Entries shown
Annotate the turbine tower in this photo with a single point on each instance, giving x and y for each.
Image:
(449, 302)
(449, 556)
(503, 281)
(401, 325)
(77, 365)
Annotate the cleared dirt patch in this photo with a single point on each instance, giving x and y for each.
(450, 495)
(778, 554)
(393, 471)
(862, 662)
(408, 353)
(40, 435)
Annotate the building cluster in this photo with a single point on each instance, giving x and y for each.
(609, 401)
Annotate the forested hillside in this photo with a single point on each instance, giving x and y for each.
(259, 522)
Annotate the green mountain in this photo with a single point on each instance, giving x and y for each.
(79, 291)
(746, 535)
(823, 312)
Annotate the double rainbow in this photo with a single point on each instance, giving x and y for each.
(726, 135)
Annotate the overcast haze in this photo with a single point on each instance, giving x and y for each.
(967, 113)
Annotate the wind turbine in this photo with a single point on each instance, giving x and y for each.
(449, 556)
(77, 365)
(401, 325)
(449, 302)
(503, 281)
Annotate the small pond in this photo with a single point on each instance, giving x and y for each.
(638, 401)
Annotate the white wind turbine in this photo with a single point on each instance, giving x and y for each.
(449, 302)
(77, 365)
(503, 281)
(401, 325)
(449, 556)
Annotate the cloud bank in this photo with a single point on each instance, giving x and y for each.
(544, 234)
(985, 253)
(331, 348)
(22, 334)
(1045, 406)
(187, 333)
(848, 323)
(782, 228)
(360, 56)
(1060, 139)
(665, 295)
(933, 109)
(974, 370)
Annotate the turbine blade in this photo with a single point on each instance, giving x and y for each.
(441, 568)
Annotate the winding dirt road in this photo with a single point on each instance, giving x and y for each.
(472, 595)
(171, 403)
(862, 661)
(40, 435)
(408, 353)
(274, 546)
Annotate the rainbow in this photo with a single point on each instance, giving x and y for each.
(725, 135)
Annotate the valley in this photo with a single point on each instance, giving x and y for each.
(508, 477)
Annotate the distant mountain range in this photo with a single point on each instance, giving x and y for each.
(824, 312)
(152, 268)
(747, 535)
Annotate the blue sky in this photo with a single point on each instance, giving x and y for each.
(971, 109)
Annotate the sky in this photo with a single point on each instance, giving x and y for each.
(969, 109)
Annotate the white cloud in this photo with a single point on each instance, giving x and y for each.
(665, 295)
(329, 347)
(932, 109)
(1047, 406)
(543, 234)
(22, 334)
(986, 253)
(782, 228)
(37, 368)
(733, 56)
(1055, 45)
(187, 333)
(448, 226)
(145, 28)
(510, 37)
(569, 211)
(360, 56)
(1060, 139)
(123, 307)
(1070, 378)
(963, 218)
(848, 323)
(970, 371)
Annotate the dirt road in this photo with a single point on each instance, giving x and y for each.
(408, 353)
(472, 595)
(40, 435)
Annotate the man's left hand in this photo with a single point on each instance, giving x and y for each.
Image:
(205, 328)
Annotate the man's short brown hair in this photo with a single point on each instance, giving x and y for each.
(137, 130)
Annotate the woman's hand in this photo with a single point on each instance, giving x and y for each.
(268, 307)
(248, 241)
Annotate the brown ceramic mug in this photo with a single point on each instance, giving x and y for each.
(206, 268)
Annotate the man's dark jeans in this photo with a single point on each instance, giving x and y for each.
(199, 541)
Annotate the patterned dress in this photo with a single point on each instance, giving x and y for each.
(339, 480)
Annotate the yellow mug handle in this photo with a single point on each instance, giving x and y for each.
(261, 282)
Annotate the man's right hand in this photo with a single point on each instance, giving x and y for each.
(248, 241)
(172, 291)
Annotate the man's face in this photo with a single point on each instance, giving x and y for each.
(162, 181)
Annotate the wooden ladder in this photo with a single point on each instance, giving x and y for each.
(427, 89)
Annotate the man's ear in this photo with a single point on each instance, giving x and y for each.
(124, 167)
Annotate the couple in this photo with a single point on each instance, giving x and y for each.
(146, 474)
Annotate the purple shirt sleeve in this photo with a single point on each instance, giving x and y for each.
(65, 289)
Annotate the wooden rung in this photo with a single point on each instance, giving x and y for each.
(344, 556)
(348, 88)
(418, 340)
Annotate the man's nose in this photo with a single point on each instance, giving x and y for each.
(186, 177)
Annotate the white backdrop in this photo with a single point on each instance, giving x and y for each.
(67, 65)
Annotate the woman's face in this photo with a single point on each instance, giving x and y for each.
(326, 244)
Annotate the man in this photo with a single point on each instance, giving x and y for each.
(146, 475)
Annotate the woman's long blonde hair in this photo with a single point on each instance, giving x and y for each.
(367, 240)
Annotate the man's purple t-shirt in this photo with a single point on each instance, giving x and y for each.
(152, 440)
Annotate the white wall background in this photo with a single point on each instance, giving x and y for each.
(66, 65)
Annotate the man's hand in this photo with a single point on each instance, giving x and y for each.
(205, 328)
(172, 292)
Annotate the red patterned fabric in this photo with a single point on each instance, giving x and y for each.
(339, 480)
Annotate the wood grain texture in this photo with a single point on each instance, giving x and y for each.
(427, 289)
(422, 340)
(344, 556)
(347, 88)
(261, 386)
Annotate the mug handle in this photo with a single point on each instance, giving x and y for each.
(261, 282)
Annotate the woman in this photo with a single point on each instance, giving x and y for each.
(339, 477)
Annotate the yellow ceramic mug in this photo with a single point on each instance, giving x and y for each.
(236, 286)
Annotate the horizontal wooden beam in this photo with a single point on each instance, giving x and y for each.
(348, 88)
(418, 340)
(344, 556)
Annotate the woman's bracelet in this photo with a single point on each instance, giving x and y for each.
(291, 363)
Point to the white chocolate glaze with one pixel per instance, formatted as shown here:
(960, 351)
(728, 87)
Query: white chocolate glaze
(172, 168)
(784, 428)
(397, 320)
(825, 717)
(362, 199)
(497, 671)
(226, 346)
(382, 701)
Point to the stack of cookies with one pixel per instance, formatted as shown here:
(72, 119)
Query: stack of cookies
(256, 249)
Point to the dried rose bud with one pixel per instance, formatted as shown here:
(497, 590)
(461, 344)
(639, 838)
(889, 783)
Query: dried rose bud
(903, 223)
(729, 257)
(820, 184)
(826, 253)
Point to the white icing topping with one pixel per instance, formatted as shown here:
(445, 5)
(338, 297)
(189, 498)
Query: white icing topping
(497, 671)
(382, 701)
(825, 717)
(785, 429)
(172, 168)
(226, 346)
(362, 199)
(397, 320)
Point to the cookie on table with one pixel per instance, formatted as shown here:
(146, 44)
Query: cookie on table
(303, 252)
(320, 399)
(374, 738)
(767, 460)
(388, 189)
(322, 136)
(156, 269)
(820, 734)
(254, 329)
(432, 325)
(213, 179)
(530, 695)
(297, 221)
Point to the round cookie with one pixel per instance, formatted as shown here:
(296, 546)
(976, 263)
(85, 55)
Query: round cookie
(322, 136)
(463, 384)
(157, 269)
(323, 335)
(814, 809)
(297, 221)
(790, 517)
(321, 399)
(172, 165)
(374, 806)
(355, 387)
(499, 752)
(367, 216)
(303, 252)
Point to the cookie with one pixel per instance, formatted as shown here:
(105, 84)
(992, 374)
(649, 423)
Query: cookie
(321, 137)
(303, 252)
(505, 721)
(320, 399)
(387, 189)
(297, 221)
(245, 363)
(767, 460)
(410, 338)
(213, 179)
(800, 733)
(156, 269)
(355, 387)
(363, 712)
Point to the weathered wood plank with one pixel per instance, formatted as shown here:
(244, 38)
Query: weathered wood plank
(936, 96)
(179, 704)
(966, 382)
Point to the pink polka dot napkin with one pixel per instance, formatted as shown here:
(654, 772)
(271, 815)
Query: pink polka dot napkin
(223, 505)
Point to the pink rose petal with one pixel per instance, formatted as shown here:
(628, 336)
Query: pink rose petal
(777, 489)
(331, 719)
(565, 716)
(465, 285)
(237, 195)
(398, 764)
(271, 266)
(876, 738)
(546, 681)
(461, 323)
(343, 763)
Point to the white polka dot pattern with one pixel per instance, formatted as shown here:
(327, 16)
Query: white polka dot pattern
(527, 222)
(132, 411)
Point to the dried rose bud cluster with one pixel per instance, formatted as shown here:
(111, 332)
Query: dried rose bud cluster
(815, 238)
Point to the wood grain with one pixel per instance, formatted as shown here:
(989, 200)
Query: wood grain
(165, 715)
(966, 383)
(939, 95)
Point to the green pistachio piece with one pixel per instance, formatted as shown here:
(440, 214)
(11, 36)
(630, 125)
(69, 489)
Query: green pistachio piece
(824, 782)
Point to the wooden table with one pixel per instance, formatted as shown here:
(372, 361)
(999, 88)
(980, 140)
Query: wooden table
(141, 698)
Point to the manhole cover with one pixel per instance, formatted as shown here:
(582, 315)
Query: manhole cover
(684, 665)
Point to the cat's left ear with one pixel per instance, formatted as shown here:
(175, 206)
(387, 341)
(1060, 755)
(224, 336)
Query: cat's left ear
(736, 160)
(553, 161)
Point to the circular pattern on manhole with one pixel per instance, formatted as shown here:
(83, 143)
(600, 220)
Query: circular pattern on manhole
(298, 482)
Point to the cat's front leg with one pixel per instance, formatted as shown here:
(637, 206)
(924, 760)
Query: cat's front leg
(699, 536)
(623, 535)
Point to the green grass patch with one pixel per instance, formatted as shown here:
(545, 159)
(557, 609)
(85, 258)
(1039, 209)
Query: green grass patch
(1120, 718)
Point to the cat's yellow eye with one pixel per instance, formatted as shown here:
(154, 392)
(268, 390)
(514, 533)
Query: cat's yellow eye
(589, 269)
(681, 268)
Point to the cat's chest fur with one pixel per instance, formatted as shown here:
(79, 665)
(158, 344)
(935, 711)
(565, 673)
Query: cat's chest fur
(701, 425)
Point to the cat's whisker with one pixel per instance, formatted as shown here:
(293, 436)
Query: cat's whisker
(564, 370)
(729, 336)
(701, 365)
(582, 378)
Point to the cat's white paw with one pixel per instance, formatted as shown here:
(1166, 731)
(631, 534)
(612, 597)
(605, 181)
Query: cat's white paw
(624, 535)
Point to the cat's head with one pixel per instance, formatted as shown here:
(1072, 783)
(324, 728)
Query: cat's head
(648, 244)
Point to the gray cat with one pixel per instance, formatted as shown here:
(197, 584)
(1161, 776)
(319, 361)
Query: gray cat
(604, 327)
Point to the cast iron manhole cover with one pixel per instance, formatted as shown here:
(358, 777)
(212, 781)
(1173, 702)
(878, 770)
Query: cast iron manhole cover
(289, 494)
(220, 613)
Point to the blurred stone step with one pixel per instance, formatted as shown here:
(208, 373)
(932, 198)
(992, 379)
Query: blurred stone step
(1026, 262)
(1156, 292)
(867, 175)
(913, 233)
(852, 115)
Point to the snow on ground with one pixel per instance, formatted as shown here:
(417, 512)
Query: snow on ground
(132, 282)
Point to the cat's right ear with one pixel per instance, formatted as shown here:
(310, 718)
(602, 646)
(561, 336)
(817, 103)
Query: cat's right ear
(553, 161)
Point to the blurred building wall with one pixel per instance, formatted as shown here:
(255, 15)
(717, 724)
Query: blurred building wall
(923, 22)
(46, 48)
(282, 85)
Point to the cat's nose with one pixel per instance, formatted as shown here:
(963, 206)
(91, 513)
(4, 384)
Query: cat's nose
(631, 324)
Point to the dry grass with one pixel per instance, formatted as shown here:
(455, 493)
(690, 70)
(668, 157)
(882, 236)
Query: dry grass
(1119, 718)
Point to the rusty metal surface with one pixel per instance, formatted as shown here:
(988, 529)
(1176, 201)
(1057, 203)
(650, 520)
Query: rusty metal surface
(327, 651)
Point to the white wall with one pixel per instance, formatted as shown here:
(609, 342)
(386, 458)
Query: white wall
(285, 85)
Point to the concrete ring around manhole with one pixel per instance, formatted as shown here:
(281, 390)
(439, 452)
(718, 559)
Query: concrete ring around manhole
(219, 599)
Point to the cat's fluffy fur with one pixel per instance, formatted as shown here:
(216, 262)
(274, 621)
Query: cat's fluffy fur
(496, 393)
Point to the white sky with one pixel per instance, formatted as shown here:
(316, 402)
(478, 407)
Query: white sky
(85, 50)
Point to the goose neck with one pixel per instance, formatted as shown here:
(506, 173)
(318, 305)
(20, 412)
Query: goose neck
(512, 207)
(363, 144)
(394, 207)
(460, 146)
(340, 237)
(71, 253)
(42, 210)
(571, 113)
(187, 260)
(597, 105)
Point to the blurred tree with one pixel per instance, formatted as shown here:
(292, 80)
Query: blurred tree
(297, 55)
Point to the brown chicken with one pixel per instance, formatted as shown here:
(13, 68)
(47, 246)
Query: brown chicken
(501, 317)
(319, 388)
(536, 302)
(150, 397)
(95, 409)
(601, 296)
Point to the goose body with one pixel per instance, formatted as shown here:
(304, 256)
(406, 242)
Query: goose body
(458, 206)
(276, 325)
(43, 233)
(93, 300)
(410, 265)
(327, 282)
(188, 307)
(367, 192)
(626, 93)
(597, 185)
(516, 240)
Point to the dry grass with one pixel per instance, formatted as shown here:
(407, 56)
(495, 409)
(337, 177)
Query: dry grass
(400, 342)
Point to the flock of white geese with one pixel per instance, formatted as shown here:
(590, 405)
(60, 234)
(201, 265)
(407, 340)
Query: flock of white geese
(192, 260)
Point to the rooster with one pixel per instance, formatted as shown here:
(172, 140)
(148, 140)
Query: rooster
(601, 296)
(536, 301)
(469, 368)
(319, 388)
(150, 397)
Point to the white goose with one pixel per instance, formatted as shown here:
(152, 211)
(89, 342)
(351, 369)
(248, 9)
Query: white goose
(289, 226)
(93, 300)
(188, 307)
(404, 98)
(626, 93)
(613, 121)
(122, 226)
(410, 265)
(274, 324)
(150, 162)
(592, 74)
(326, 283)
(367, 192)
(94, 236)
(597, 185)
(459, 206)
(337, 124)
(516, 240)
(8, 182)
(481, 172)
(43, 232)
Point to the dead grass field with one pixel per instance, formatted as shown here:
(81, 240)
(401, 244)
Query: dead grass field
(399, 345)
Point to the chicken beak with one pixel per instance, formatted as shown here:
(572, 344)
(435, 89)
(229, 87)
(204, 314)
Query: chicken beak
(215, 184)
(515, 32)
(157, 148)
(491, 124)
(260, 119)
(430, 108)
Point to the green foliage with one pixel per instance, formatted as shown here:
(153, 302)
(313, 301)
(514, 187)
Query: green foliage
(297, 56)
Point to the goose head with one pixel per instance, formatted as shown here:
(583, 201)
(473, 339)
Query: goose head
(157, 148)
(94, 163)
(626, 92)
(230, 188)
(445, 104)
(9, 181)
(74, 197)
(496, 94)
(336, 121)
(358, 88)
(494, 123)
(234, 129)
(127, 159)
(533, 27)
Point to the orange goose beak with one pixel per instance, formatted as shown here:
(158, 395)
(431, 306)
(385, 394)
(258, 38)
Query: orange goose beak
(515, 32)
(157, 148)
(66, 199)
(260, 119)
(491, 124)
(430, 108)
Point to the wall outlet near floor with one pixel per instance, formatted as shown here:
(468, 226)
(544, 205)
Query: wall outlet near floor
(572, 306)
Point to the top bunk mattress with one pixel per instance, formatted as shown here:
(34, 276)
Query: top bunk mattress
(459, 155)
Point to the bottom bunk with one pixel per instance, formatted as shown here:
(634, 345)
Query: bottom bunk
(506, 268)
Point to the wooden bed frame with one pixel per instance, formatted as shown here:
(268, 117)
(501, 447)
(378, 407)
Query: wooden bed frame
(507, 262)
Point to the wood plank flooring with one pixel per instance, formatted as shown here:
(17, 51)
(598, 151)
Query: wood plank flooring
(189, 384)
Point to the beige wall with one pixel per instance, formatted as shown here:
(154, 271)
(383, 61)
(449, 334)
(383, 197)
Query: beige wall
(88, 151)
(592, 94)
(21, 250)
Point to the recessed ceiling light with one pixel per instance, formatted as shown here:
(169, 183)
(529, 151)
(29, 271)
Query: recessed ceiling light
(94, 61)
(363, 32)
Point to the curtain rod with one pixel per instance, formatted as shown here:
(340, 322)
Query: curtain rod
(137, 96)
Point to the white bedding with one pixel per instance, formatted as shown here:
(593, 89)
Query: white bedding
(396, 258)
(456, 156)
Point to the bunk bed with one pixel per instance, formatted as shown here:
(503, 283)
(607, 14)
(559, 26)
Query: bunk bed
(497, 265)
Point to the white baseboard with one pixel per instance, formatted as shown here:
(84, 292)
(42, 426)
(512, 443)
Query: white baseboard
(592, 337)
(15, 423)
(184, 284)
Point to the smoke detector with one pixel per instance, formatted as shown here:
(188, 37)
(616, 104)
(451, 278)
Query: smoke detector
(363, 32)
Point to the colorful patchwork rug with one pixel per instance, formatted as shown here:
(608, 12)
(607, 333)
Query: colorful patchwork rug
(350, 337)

Exercise brief
Going down the listing above, begin printing at the line with "Point to the circular" and finish with the line with "Point to the cat's front", exactly as they appear.

Solution to this task
Point to the circular pattern on manhole with one pixel per instance, formatted as shown here:
(83, 143)
(600, 220)
Query: circular pattern on manhole
(298, 482)
Point to the cat's front leg with one pixel per instance, formatted as shown here:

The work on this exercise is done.